Extracted records
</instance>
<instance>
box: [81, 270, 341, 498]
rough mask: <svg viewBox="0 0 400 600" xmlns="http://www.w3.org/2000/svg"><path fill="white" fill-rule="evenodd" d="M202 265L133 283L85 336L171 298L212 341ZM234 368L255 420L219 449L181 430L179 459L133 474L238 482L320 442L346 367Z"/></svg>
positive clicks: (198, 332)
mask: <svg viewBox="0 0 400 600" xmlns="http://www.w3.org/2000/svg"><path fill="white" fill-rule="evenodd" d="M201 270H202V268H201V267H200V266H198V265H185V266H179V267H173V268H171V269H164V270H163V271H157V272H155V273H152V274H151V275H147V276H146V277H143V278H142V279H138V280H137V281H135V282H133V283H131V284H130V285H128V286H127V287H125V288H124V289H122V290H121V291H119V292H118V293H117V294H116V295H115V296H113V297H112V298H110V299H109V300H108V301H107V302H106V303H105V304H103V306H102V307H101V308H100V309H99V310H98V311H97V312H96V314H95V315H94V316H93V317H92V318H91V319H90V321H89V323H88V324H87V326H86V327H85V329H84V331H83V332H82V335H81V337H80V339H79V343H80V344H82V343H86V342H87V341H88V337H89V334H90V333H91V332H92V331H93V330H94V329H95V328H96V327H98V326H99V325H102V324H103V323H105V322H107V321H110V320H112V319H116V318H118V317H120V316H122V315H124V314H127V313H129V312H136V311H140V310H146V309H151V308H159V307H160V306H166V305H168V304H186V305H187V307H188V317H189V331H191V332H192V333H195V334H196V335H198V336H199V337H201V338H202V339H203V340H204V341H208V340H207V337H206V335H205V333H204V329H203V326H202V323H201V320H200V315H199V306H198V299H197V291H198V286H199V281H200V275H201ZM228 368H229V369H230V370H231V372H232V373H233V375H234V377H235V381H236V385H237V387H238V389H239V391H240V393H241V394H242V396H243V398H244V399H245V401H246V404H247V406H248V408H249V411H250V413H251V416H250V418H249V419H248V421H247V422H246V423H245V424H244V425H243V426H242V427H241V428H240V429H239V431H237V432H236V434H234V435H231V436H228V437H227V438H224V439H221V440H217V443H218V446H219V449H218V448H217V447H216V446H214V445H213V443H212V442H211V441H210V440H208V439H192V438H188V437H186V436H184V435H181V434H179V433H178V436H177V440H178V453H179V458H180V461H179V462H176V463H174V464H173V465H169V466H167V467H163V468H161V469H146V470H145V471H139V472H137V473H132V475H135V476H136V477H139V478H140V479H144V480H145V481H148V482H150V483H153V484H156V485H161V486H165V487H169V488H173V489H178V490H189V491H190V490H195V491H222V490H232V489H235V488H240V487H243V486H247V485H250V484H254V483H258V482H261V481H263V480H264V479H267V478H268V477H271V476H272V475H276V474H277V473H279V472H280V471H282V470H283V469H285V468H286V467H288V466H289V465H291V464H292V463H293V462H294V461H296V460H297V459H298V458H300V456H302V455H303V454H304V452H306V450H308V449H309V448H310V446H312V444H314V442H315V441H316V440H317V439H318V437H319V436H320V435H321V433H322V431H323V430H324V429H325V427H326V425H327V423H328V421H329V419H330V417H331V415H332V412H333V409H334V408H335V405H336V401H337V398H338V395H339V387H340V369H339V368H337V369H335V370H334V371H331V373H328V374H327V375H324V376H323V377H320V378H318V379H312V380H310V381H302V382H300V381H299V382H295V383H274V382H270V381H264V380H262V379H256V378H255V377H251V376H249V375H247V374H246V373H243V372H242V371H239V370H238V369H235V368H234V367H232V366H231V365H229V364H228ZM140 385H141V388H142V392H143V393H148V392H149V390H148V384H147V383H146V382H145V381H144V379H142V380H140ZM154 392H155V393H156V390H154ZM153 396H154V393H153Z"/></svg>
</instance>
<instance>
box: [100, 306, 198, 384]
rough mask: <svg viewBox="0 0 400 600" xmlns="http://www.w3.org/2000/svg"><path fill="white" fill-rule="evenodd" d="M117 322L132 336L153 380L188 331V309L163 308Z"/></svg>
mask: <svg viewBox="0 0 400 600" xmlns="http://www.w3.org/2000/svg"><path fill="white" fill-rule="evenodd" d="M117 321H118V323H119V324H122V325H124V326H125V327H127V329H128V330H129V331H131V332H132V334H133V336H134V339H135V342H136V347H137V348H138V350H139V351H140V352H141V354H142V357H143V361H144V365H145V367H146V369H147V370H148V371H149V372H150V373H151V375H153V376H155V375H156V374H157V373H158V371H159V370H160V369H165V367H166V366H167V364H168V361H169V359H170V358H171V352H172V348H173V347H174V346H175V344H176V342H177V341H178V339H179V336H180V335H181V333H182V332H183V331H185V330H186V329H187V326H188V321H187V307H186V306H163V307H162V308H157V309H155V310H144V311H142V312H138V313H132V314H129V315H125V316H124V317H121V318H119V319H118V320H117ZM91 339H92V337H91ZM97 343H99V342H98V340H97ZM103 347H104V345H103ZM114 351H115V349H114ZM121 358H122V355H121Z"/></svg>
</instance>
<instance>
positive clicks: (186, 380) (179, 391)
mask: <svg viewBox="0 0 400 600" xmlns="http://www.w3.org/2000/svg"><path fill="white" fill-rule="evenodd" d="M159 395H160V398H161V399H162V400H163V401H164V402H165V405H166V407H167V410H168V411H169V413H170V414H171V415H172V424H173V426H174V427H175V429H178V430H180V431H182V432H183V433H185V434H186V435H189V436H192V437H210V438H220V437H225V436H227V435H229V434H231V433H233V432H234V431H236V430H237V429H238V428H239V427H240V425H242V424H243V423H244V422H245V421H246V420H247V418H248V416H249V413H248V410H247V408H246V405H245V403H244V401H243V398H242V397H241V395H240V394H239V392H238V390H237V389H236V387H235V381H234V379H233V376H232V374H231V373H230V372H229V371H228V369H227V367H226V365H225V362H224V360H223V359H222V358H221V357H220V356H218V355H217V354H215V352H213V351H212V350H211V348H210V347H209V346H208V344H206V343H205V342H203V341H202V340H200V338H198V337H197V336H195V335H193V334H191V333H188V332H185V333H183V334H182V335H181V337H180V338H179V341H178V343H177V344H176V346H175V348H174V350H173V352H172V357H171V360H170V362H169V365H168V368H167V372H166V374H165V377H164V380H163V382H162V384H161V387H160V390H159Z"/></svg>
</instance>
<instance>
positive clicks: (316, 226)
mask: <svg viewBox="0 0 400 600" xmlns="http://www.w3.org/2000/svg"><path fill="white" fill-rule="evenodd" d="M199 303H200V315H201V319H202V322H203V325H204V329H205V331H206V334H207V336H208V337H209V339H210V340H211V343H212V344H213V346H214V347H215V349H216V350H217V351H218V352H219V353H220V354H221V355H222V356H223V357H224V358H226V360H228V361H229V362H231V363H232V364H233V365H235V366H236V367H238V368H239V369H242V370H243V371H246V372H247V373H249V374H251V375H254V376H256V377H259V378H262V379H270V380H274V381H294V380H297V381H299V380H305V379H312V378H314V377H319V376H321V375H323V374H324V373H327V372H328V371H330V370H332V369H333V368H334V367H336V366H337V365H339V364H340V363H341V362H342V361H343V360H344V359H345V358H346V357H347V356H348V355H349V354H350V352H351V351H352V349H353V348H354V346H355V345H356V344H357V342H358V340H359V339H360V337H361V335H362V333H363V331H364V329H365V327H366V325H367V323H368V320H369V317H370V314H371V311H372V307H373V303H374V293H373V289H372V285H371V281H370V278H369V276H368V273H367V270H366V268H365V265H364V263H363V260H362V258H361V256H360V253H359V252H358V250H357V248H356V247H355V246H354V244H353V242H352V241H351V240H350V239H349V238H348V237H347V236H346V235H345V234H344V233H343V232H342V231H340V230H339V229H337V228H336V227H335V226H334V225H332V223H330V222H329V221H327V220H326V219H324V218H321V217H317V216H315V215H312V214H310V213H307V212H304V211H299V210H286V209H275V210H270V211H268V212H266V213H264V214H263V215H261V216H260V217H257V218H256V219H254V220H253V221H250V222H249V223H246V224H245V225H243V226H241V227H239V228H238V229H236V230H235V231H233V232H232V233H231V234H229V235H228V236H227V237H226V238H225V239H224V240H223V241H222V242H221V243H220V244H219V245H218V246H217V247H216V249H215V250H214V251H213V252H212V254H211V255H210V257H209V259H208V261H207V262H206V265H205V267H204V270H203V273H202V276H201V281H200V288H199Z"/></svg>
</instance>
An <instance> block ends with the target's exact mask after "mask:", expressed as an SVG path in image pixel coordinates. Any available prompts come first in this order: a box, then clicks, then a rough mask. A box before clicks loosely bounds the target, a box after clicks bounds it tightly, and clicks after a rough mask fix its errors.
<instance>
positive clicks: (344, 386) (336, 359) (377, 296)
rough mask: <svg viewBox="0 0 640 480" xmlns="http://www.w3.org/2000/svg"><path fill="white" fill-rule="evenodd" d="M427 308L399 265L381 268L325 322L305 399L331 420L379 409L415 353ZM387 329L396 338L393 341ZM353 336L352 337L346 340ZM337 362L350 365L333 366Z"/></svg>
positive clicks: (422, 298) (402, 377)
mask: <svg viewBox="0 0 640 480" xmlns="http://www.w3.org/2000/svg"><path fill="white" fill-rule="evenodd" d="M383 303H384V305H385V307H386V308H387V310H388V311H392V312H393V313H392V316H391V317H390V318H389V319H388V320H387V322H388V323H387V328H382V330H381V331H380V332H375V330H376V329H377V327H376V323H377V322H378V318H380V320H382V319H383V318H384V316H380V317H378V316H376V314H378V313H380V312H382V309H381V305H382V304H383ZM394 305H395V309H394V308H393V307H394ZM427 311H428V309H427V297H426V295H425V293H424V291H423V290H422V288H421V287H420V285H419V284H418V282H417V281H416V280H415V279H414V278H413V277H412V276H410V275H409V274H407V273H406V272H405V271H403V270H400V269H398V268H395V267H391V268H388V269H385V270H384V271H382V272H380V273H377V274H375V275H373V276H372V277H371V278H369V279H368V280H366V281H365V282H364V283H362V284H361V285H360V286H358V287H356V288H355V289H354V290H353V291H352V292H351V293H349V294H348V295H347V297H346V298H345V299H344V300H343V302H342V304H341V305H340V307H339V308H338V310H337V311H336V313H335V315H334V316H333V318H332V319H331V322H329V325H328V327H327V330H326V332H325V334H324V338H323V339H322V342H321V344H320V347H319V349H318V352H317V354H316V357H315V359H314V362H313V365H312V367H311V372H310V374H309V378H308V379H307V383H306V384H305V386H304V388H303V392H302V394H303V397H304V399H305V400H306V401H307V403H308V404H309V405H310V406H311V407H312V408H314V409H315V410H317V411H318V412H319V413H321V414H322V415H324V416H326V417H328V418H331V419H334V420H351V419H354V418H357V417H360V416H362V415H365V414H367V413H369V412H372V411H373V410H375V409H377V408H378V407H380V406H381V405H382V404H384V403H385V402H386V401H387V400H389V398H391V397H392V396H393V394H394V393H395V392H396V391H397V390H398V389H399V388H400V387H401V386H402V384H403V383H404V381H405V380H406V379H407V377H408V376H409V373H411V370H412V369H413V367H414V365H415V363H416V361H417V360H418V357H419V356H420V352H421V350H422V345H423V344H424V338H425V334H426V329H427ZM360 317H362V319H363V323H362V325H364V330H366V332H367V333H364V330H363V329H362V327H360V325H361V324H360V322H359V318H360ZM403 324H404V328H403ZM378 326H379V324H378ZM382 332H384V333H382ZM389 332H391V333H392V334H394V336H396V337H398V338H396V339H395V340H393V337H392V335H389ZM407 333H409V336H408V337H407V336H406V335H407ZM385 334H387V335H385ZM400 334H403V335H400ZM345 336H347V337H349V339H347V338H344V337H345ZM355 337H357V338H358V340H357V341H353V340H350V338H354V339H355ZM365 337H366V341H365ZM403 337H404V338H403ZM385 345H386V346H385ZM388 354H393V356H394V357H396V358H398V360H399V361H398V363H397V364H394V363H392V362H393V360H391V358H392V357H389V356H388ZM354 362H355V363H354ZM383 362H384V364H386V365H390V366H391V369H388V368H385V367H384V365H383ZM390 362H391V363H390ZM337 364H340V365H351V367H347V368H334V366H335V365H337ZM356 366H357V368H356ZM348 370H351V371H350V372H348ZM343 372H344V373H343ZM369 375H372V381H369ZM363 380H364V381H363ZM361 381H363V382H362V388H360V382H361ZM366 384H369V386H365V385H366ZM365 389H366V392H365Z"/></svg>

Problem:
Starting at the first line of the data and ending at the line containing "positive clicks: (198, 332)", rewrite these lines with "rough mask" changed to "coarse mask" and all other text left unchanged.

Task solution:
</instance>
<instance>
box: [81, 270, 341, 498]
coarse mask: <svg viewBox="0 0 400 600" xmlns="http://www.w3.org/2000/svg"><path fill="white" fill-rule="evenodd" d="M202 265L133 283L85 336L171 298L212 341ZM234 368L255 420L219 449L181 430L179 459L133 474L238 482L320 442L346 367Z"/></svg>
positive clicks: (198, 332)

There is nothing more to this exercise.